Pick up the piece below about methyl iodide use in California farming and continue it from its final sentence.

*Given text*
::::
The genie is sneaking out of the bottle
Summer’s here, and it’s been 6 months since cancer-causing methyl iodide was approved for use in California agriculture. It’s only been in the past few weeks, however, that we’ve actually seen this incredibly dangerous chemical used in the fields of California.
Late last month, a farm in Sanger became the first in California to use the fumigant pesticide. Neighboring communities responded with a rally and demonstration outside the Fresno County Agriculture Commissioner’s office, demanding public health protections based on sound science, not corporate influence. "Today's message to all California regulators is clear: Do your job, protect public health and support farmers' transition away from toxic pesticides" said Sarah Sharpe, environmental health director of Fresno Metro Ministry.
The message appears to have fallen on deaf ears. A few short weeks later, yet another application of methyl iodide took place in Fresno county. In response, PAN and our partners are asking supporters to take part in a state-wide call-in day to Governor Brown’s office.
Take Action » If you’re a Californian, please join us in calling on Gov. Brown to reverse the methyl iodide decision, before any more of this cancer-causing chemical gets in the ground – and likely into the state’s groundwater.
::::
*Input data*
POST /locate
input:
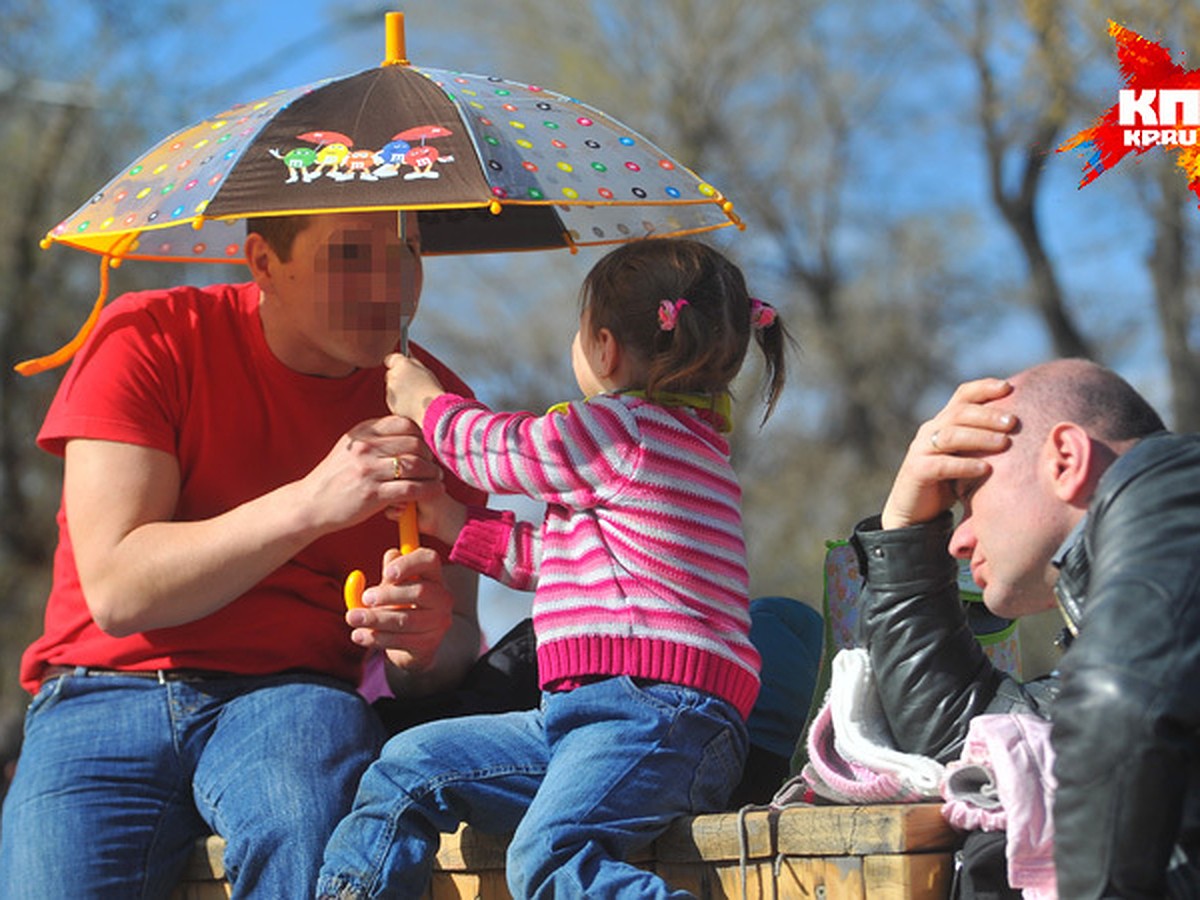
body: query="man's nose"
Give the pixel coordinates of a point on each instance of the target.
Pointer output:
(963, 540)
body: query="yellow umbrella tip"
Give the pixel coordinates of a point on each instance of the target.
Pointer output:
(394, 40)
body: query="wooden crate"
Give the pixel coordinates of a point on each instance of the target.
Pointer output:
(831, 852)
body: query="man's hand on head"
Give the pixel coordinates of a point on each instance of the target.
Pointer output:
(947, 450)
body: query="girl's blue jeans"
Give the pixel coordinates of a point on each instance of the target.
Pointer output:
(119, 775)
(591, 777)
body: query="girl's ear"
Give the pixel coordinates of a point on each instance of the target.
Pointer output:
(607, 353)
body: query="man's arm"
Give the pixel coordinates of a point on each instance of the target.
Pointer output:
(1126, 723)
(141, 569)
(931, 673)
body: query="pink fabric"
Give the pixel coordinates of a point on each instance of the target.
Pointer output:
(1015, 749)
(835, 778)
(639, 564)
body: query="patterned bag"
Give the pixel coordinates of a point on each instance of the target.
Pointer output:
(843, 585)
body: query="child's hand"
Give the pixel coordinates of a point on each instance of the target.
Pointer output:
(411, 387)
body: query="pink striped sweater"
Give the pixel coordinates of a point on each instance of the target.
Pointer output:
(639, 567)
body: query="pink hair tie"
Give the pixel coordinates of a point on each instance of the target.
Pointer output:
(762, 315)
(669, 313)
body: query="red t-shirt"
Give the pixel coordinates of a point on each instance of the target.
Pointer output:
(189, 371)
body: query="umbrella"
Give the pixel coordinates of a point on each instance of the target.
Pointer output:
(489, 165)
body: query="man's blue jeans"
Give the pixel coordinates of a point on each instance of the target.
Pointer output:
(593, 775)
(119, 775)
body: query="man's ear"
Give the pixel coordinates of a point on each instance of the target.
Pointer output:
(1074, 462)
(261, 259)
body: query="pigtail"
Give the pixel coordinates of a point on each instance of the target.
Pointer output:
(773, 340)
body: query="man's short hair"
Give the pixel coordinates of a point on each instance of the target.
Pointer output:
(1091, 396)
(279, 232)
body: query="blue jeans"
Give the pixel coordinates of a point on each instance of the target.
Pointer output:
(593, 775)
(119, 775)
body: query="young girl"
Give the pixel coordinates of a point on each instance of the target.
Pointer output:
(641, 605)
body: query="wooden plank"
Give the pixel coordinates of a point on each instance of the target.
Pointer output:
(917, 875)
(808, 832)
(469, 850)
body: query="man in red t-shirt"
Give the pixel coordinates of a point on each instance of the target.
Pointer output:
(228, 459)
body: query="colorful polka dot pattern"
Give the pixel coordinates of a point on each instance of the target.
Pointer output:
(606, 183)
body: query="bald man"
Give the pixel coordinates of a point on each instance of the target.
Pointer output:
(1073, 492)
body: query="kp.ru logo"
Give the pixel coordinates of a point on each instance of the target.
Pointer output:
(1161, 107)
(1158, 117)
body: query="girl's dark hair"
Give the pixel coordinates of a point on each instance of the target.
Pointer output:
(705, 349)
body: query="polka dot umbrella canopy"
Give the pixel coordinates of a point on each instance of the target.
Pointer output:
(490, 165)
(487, 165)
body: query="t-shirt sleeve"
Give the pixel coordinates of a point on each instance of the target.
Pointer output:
(123, 385)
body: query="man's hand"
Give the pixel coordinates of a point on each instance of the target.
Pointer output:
(378, 463)
(411, 387)
(408, 613)
(945, 450)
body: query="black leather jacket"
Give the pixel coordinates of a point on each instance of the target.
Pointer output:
(1126, 700)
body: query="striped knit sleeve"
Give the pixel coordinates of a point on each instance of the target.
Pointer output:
(497, 544)
(579, 459)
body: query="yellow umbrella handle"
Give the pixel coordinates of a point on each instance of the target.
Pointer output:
(409, 540)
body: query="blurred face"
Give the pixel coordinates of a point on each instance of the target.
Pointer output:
(336, 304)
(1011, 528)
::::
*Result for this exercise*
Today, from 12:00-12:30pm PST, our partners over at MomsRising will be hosting a facebook chat event with PAN’s Kathryn Gilje available to answer any questions you might have on methyl iodide and how we can come together to stop its use. You can share your questions on PAN’s Facebook page, and we'll make sure they get answered.
We know that two uses of methyl iodide is two too many but while the news may be disheartening, the battle is far from lost: Governor Brown has agreed to “take a fresh look” at methyl iodide, EPA is actively considering our petition to ban methyl iodide nationally, and 35+ CA legislators have signed on to this ask. We can stop methyl iodide in its tracks, but only if we stand together in demanding leadership from the Brown administration.